RECORD EXCERPTS

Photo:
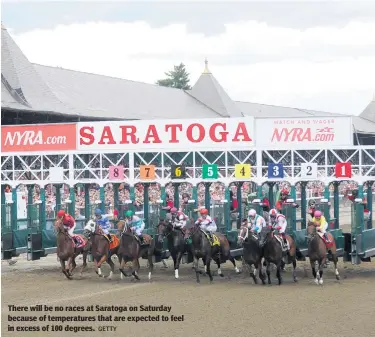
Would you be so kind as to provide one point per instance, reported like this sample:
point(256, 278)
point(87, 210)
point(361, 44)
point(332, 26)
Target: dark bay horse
point(130, 250)
point(100, 247)
point(67, 251)
point(273, 253)
point(317, 252)
point(252, 253)
point(201, 248)
point(176, 242)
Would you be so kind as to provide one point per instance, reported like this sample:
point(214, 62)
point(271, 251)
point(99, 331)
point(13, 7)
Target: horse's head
point(311, 231)
point(265, 235)
point(244, 234)
point(90, 228)
point(59, 226)
point(163, 229)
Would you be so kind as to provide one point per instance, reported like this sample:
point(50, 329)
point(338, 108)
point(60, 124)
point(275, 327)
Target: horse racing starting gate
point(234, 162)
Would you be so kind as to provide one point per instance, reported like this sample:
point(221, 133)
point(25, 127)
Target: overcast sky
point(312, 55)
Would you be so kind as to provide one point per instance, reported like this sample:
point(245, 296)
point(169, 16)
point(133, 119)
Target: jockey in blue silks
point(103, 222)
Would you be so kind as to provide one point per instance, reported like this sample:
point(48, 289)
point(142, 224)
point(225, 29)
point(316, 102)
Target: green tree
point(176, 78)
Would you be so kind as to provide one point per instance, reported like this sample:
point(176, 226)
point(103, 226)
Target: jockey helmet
point(273, 212)
point(60, 213)
point(203, 211)
point(317, 214)
point(128, 214)
point(252, 213)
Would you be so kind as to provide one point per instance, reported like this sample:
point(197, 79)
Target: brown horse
point(317, 252)
point(67, 251)
point(101, 250)
point(131, 249)
point(273, 253)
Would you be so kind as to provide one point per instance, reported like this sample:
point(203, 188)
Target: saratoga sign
point(302, 132)
point(160, 135)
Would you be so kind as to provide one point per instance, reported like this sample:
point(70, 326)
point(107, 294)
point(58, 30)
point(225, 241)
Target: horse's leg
point(315, 274)
point(261, 275)
point(294, 269)
point(335, 261)
point(135, 269)
point(219, 272)
point(253, 271)
point(321, 267)
point(208, 264)
point(112, 265)
point(231, 259)
point(177, 260)
point(196, 262)
point(268, 270)
point(150, 265)
point(278, 272)
point(84, 258)
point(122, 266)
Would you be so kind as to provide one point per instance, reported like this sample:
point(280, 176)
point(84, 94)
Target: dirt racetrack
point(232, 305)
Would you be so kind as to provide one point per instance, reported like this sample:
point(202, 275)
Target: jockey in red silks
point(283, 198)
point(68, 222)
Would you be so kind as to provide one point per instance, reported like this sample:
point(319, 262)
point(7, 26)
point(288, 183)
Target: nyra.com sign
point(163, 135)
point(314, 132)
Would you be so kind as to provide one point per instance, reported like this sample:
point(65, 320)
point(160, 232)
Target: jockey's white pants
point(324, 228)
point(105, 230)
point(70, 230)
point(139, 230)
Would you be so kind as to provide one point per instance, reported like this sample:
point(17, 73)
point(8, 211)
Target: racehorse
point(273, 253)
point(67, 251)
point(252, 253)
point(176, 242)
point(317, 252)
point(131, 249)
point(202, 249)
point(101, 250)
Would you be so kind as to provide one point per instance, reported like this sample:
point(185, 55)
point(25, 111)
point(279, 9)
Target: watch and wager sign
point(186, 135)
point(180, 135)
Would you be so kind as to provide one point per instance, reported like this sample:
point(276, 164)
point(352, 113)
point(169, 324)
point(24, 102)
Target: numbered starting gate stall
point(181, 151)
point(361, 239)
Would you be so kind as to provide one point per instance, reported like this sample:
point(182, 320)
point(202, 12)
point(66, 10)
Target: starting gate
point(34, 235)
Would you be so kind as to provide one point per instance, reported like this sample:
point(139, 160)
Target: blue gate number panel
point(275, 171)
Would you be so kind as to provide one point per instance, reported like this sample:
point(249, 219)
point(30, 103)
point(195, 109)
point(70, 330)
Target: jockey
point(103, 222)
point(320, 221)
point(256, 222)
point(178, 218)
point(136, 223)
point(279, 223)
point(206, 223)
point(68, 222)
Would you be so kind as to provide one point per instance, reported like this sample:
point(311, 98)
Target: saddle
point(78, 241)
point(281, 241)
point(329, 243)
point(214, 241)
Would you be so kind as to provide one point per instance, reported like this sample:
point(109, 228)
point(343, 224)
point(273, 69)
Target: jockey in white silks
point(136, 224)
point(178, 218)
point(278, 222)
point(103, 222)
point(256, 222)
point(206, 223)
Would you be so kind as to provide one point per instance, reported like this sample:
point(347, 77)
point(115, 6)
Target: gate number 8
point(276, 171)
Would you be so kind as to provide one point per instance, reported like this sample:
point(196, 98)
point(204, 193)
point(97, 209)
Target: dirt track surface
point(231, 306)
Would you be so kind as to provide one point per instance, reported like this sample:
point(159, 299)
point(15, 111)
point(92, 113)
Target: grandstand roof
point(33, 87)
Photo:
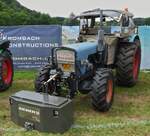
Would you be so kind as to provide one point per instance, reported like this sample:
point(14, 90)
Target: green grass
point(129, 115)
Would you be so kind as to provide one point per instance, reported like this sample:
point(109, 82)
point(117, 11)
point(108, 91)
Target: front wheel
point(102, 90)
point(6, 70)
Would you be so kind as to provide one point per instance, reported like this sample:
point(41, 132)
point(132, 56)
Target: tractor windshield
point(91, 21)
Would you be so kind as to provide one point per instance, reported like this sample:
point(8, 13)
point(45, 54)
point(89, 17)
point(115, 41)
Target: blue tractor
point(6, 66)
point(108, 43)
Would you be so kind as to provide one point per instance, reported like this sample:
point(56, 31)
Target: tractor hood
point(84, 49)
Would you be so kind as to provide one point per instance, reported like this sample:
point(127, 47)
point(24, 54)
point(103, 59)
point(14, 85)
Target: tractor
point(6, 66)
point(107, 52)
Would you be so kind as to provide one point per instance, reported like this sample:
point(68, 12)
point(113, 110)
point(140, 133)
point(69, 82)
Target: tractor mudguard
point(133, 37)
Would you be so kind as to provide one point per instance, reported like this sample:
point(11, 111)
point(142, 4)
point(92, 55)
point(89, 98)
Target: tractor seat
point(111, 40)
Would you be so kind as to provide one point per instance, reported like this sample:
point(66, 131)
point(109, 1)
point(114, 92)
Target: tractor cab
point(114, 23)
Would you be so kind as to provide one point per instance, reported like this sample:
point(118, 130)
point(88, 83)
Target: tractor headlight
point(66, 60)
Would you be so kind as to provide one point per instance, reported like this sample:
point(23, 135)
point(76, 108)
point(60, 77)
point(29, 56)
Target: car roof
point(106, 13)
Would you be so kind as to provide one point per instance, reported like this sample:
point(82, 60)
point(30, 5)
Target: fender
point(4, 45)
point(133, 37)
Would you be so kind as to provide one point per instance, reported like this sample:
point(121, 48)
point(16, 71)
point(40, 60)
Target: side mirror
point(100, 39)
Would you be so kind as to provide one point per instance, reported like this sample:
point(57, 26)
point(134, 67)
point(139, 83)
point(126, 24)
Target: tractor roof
point(106, 13)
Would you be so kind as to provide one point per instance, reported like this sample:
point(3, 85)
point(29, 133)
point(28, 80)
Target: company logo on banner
point(31, 45)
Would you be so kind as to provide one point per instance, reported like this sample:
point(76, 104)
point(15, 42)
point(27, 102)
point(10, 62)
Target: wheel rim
point(7, 71)
point(109, 91)
point(136, 63)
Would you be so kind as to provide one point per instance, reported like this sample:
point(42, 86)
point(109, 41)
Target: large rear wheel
point(6, 70)
point(128, 64)
point(102, 90)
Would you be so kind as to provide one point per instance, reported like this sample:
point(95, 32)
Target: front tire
point(103, 90)
point(6, 70)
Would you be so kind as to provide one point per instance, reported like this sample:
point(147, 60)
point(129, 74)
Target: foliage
point(13, 13)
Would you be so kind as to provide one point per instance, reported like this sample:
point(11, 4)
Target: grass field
point(129, 115)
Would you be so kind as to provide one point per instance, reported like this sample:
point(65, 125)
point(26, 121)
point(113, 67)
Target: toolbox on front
point(41, 111)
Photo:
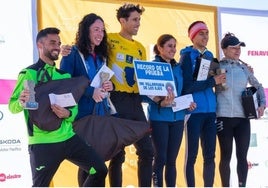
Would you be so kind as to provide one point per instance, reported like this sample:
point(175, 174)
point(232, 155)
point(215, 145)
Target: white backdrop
point(16, 52)
point(251, 27)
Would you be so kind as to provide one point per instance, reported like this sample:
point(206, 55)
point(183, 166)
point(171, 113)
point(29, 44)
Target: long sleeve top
point(229, 102)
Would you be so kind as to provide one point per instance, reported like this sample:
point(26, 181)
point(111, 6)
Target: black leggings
point(239, 130)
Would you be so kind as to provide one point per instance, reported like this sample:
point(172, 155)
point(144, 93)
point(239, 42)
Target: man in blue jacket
point(201, 122)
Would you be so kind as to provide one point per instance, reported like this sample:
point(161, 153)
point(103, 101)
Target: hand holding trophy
point(31, 104)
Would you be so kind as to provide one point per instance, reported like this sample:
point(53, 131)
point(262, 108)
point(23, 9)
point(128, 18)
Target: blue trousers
point(167, 138)
point(203, 126)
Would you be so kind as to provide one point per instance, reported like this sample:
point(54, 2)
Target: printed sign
point(154, 78)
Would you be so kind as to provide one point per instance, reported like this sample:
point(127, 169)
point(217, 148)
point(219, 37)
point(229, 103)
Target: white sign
point(154, 78)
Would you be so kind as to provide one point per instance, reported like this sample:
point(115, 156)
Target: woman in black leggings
point(230, 113)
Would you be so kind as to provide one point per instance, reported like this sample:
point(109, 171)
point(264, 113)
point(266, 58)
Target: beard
point(52, 55)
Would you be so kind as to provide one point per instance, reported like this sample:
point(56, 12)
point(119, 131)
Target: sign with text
point(154, 78)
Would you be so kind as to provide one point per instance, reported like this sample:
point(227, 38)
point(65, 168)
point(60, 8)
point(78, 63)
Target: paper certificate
point(154, 78)
point(63, 100)
point(182, 102)
point(104, 74)
point(203, 70)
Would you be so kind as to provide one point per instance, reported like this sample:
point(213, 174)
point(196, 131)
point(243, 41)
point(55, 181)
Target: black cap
point(231, 41)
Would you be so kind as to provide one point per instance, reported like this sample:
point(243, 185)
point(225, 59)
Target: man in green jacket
point(48, 149)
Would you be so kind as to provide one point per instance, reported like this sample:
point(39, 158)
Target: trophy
point(104, 76)
point(222, 86)
point(31, 104)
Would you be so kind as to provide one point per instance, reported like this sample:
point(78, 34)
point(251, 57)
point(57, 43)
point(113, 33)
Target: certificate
point(154, 78)
point(182, 102)
point(203, 70)
point(63, 100)
point(104, 74)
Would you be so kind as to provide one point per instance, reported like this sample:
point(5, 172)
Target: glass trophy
point(31, 104)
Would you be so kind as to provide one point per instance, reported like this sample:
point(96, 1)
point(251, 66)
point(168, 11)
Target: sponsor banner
point(251, 30)
point(154, 78)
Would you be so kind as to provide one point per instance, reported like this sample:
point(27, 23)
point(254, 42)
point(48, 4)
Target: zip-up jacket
point(202, 91)
point(229, 102)
point(36, 135)
point(74, 65)
point(156, 113)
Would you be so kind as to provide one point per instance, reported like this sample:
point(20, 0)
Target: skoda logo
point(1, 115)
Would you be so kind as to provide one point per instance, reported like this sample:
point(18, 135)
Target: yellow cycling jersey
point(122, 52)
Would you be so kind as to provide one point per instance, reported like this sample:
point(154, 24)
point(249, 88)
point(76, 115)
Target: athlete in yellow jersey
point(123, 52)
point(125, 97)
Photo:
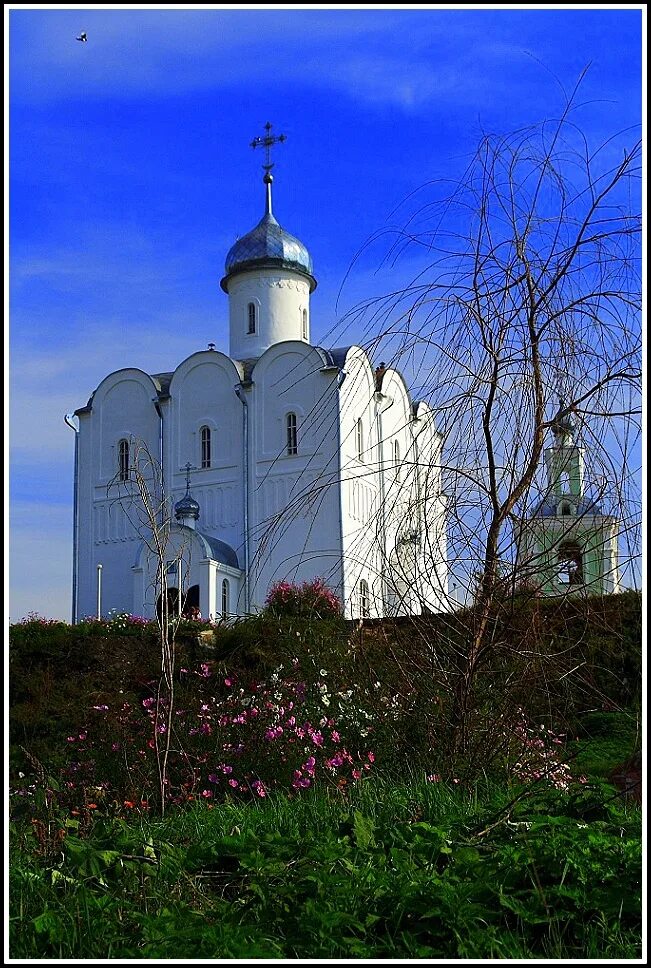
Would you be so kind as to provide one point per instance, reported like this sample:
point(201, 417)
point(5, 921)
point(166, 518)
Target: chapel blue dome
point(268, 245)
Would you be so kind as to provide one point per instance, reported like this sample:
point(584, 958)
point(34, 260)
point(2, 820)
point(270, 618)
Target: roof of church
point(222, 552)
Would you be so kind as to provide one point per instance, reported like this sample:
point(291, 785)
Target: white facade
point(304, 463)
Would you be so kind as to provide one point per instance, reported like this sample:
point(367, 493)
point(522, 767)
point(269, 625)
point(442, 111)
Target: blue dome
point(269, 245)
point(187, 507)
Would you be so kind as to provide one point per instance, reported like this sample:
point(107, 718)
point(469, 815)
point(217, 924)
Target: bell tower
point(567, 545)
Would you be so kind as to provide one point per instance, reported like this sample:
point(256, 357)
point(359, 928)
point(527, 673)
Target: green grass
point(418, 870)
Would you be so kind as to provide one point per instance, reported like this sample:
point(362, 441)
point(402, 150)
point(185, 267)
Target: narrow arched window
point(205, 447)
point(360, 438)
point(292, 434)
point(251, 318)
point(123, 460)
point(363, 599)
point(570, 564)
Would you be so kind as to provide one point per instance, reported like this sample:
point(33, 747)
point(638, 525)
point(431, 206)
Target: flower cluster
point(309, 600)
point(537, 754)
point(225, 738)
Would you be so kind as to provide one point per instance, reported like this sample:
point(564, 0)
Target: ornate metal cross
point(266, 142)
point(188, 468)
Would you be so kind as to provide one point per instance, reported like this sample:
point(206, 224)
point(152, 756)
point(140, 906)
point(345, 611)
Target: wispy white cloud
point(404, 59)
point(40, 569)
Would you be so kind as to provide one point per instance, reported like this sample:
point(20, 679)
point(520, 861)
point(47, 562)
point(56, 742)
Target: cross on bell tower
point(267, 141)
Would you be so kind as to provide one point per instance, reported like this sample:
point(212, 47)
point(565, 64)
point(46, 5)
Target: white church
point(282, 461)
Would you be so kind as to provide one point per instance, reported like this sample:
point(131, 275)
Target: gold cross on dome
point(267, 141)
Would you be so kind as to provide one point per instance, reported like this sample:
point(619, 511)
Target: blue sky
point(130, 175)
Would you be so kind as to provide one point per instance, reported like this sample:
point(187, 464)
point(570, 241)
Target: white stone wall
point(280, 296)
point(294, 498)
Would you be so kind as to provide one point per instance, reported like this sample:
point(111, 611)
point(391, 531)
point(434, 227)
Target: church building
point(282, 461)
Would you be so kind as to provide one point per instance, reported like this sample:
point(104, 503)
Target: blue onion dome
point(562, 426)
point(187, 507)
point(268, 245)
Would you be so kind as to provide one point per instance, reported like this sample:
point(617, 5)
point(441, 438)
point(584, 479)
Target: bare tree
point(531, 292)
point(139, 491)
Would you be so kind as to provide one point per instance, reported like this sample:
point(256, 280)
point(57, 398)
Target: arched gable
point(293, 378)
point(122, 408)
point(202, 394)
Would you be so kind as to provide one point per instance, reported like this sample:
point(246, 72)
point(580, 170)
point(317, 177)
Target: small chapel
point(283, 461)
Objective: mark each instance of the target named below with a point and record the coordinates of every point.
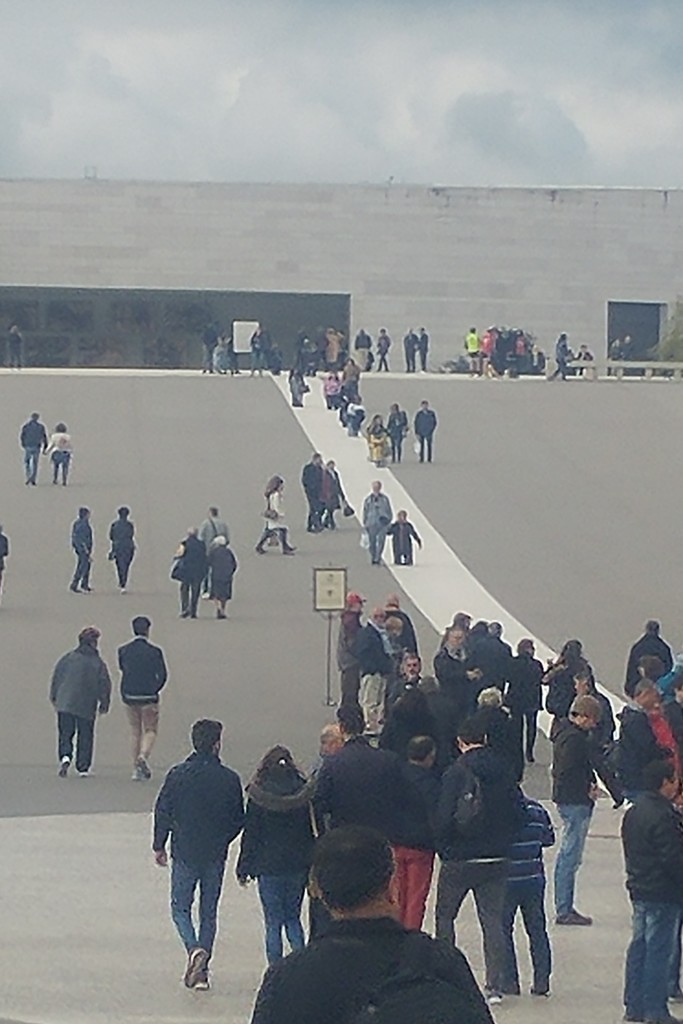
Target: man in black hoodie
(652, 840)
(478, 813)
(201, 808)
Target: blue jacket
(525, 856)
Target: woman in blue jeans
(276, 847)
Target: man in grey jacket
(377, 516)
(212, 527)
(80, 687)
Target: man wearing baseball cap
(80, 687)
(348, 665)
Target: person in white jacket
(60, 451)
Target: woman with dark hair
(60, 451)
(276, 847)
(122, 550)
(409, 717)
(274, 524)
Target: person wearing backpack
(367, 969)
(478, 813)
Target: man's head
(352, 871)
(422, 751)
(585, 712)
(659, 776)
(472, 733)
(207, 735)
(646, 695)
(331, 739)
(89, 636)
(141, 626)
(351, 721)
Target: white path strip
(439, 584)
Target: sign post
(329, 597)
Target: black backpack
(414, 993)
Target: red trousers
(414, 876)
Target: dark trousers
(122, 560)
(189, 597)
(426, 448)
(350, 685)
(184, 880)
(528, 898)
(82, 573)
(84, 730)
(487, 883)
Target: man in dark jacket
(479, 811)
(338, 977)
(425, 425)
(143, 676)
(347, 662)
(360, 785)
(80, 687)
(201, 808)
(649, 645)
(34, 440)
(194, 571)
(81, 542)
(373, 649)
(311, 481)
(574, 793)
(652, 840)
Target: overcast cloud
(438, 91)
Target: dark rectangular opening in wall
(641, 322)
(139, 327)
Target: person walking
(82, 543)
(80, 688)
(122, 545)
(383, 346)
(274, 523)
(60, 452)
(311, 481)
(347, 662)
(191, 567)
(222, 566)
(357, 970)
(377, 516)
(201, 808)
(143, 675)
(14, 347)
(4, 554)
(33, 439)
(652, 842)
(276, 847)
(525, 891)
(425, 425)
(210, 528)
(375, 654)
(473, 837)
(396, 428)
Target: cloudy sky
(438, 91)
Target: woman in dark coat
(276, 847)
(409, 717)
(222, 565)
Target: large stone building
(595, 262)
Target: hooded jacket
(278, 837)
(502, 808)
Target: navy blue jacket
(525, 855)
(201, 807)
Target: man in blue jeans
(201, 807)
(652, 840)
(574, 792)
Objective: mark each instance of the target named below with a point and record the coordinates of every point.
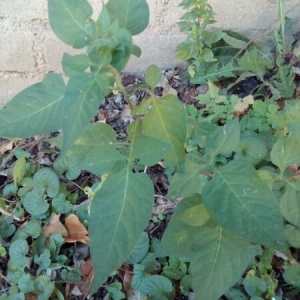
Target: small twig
(262, 32)
(4, 277)
(120, 86)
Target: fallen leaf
(76, 231)
(87, 274)
(55, 226)
(7, 146)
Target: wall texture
(29, 49)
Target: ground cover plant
(231, 160)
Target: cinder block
(24, 9)
(13, 83)
(16, 50)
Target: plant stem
(120, 85)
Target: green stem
(120, 85)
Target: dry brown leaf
(87, 272)
(76, 231)
(168, 90)
(55, 226)
(7, 146)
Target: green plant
(233, 194)
(217, 54)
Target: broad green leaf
(45, 179)
(157, 286)
(224, 140)
(166, 121)
(19, 170)
(238, 200)
(235, 294)
(292, 235)
(136, 50)
(211, 37)
(73, 65)
(96, 150)
(122, 53)
(114, 290)
(10, 189)
(195, 216)
(254, 286)
(186, 285)
(199, 131)
(178, 236)
(217, 256)
(251, 149)
(292, 113)
(43, 260)
(61, 205)
(254, 61)
(67, 165)
(153, 76)
(290, 205)
(35, 204)
(175, 269)
(103, 21)
(291, 275)
(119, 213)
(140, 250)
(83, 95)
(6, 226)
(25, 284)
(71, 22)
(32, 229)
(286, 151)
(149, 150)
(17, 252)
(214, 72)
(36, 110)
(142, 108)
(234, 42)
(43, 286)
(186, 181)
(131, 14)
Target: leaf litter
(115, 112)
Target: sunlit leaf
(124, 196)
(224, 257)
(41, 109)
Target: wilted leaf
(76, 231)
(87, 272)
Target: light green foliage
(157, 286)
(233, 175)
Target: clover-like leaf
(35, 204)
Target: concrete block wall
(29, 49)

WHAT IS BEING ASKED
Please quote the records above exactly, beginning at the line that contains "Target: cloudy sky" and ending at their last line. Leave the pictures out.

ANSWER IN FULL
Target: cloudy sky
(438, 91)
Target: woman in dark coat
(276, 847)
(409, 717)
(222, 565)
Target: large stone building
(595, 262)
Target: hooded jacket
(278, 837)
(502, 808)
Target: navy blue jacket
(525, 855)
(201, 807)
Target: man in blue jeans
(201, 807)
(652, 840)
(574, 792)
Objective: mark each instance of the target named below with a point and record the coordinates of every point.
Target: small twig
(262, 32)
(4, 277)
(120, 86)
Target: fallen leaf
(76, 231)
(87, 274)
(55, 226)
(7, 146)
Target: wall texture
(29, 49)
Target: ground cover plant
(231, 160)
Target: cinder block
(24, 9)
(13, 83)
(16, 50)
Target: plant stem
(120, 85)
Target: green stem
(120, 85)
Target: dry brown leaf
(87, 272)
(76, 231)
(168, 90)
(55, 226)
(7, 146)
Target: green plant
(233, 194)
(217, 54)
Target: broad green leaf
(45, 179)
(157, 286)
(224, 140)
(166, 121)
(19, 170)
(238, 200)
(235, 294)
(292, 235)
(136, 50)
(211, 37)
(73, 65)
(96, 150)
(122, 53)
(114, 290)
(10, 189)
(195, 216)
(254, 286)
(186, 285)
(199, 131)
(178, 236)
(217, 256)
(251, 149)
(292, 113)
(43, 260)
(61, 205)
(254, 61)
(67, 165)
(153, 76)
(290, 205)
(35, 204)
(175, 269)
(103, 21)
(291, 275)
(119, 213)
(140, 250)
(83, 95)
(6, 226)
(25, 284)
(71, 22)
(32, 229)
(286, 151)
(149, 150)
(17, 252)
(214, 72)
(36, 110)
(142, 108)
(234, 42)
(43, 286)
(186, 181)
(131, 14)
Target: leaf litter
(115, 112)
Target: sunlit leaf
(124, 196)
(224, 257)
(41, 109)
Target: wilted leaf
(76, 231)
(87, 272)
Target: light green foliage
(157, 286)
(233, 175)
Target: clover-like leaf
(35, 204)
Target: concrete block wall
(29, 49)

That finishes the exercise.